### WHAT THE TASK REQUIRES
Give the entries again, exactly as written.

Natural-language object grounding data:

----------------------------------------

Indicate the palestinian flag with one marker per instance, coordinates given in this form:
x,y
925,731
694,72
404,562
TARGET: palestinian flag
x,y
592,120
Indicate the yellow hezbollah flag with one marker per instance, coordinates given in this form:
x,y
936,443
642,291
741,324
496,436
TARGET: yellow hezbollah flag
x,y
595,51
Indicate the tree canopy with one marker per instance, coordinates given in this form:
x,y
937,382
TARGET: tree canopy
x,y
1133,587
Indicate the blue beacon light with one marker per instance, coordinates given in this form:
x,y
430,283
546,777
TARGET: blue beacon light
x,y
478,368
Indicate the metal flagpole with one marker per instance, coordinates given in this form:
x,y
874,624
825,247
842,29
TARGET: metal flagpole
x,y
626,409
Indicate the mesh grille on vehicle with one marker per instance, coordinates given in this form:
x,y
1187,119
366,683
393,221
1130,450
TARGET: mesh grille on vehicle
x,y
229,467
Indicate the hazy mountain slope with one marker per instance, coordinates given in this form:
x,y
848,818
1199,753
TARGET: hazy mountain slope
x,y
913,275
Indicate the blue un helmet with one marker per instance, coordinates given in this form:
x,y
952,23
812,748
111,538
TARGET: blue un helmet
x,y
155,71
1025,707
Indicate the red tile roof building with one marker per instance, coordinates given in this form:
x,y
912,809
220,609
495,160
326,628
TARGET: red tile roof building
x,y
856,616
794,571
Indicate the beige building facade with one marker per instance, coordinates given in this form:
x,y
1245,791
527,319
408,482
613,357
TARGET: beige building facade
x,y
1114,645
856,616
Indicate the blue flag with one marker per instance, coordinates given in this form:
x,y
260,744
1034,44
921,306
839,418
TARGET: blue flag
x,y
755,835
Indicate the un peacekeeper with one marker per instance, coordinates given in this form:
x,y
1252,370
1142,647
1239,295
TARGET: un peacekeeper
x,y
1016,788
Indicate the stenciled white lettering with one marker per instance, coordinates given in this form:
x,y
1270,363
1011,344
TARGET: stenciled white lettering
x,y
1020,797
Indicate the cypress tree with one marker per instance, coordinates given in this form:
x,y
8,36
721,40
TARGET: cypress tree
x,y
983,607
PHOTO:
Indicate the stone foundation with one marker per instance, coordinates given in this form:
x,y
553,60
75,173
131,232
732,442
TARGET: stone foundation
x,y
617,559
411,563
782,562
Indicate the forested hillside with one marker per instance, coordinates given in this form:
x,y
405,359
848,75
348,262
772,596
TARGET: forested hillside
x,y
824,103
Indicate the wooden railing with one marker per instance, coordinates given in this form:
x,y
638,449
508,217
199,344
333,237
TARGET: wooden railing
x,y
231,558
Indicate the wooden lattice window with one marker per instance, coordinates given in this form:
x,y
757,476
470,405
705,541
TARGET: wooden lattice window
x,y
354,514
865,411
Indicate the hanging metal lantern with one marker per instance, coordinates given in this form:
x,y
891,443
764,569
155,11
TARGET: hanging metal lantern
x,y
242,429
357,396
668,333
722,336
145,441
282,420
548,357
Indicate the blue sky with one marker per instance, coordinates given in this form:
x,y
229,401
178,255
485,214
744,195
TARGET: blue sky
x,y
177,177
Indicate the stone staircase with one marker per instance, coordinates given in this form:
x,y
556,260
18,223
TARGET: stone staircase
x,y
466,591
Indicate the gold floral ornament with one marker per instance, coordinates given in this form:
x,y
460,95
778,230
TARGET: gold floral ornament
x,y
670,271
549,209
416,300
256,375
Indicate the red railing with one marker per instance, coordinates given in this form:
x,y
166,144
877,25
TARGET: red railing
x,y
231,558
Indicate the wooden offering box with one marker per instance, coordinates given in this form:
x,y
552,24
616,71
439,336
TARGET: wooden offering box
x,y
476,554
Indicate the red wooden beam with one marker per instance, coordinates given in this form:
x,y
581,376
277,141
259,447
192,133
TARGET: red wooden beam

----------------------------------------

### ANSWER
Indicate the palestinian flag with one marker per instance, coordinates given in this form:
x,y
925,731
694,72
404,562
TARGET: palestinian flag
x,y
592,120
Indicate the yellow hezbollah flag with one marker per instance, coordinates given in this form:
x,y
936,443
642,291
741,324
496,436
TARGET: yellow hezbollah flag
x,y
595,51
Indicate the tree canopy with one marker per instance, coordinates given in this form:
x,y
937,382
TARGET: tree canopy
x,y
1133,587
Indicate the blue beacon light with one marker per instance, coordinates given in this form:
x,y
430,283
546,777
TARGET: blue beacon light
x,y
478,368
Indicate the metal flagpole with one marker per instance, coordinates given in this form:
x,y
874,624
825,247
842,29
TARGET: metal flagpole
x,y
626,409
Indicate the mesh grille on vehicle with one marker per instance, coordinates given in this form:
x,y
1187,119
366,683
393,221
1130,450
TARGET: mesh grille on vehicle
x,y
229,467
Indicate the hazy mountain slope with one marker per instance, coordinates given in this form:
x,y
848,818
1199,753
TARGET: hazy mountain slope
x,y
913,275
Indicate the blue un helmet with one marker per instance, coordinates given in this form:
x,y
952,23
812,748
111,538
TARGET: blue un helmet
x,y
155,71
1025,707
Indicate the red tile roof building with one marker per instance, coordinates given in this form:
x,y
912,809
220,609
495,160
326,628
TARGET: red tile roof building
x,y
856,616
794,571
Indicate the beige building facade with one marker per instance, coordinates given in this form:
x,y
1245,791
527,319
408,482
613,357
TARGET: beige building facade
x,y
1114,645
856,616
Indicate the blue flag with one marker per instance, coordinates given in this form:
x,y
260,744
1034,44
921,306
839,418
TARGET: blue flag
x,y
755,835
Indicate the un peacekeeper with one marker per instance, coordinates given in this form:
x,y
1252,370
1142,647
1239,295
TARGET: un peacekeeper
x,y
1016,788
Indicate the stenciled white lettering with one marker per instance, coordinates given in this form:
x,y
1270,363
1011,344
TARGET: stenciled white lettering
x,y
1020,797
Indicate the cypress tree with one marker per instance, coordinates given in this form:
x,y
8,36
721,40
TARGET: cypress tree
x,y
983,607
PHOTO:
Indicate the stone foundation with one marker per instance, coordinates given in this form:
x,y
553,60
75,173
131,232
732,442
TARGET: stone foundation
x,y
617,559
411,563
782,562
Indicate the forested hillside with one marker per instance, coordinates given in this form:
x,y
405,359
848,75
348,262
772,596
TARGET: forested hillside
x,y
824,103
Indicate the wooden railing with one marker per instance, coordinates given in this form:
x,y
638,449
508,217
199,344
333,237
TARGET: wooden railing
x,y
231,558
Indicate the wooden lattice window with one marker per instance, coordinates given in this form:
x,y
757,476
470,405
705,541
TARGET: wooden lattice window
x,y
354,514
865,411
Indicate the hanging metal lantern with one marker per instance, coordinates given in this form:
x,y
891,443
764,569
155,11
TARGET: hanging metal lantern
x,y
242,429
357,396
668,333
722,336
145,441
282,420
548,357
Indicate the blue sky with one marker per instance, coordinates given in this form:
x,y
229,401
178,255
485,214
744,195
TARGET: blue sky
x,y
177,177
Indicate the stone staircase with one marker per instance, coordinates given in this form:
x,y
556,260
18,223
TARGET: stone staircase
x,y
466,591
Indicate the gold floral ornament with one marker per instance, coordinates given in this form:
x,y
460,95
778,230
TARGET: gold floral ornament
x,y
670,271
549,209
416,300
256,375
Indicate the red railing with one marker per instance, coordinates given in this form:
x,y
166,144
877,25
TARGET: red railing
x,y
231,558
Indicate the wooden offering box with one marker per instance, coordinates given in this form:
x,y
552,24
616,71
439,336
TARGET: wooden offering box
x,y
476,554
Indicate the red wooden beam with one marker per instance, coordinates given in this form:
x,y
581,376
277,141
259,447
192,133
TARGET: red wooden beam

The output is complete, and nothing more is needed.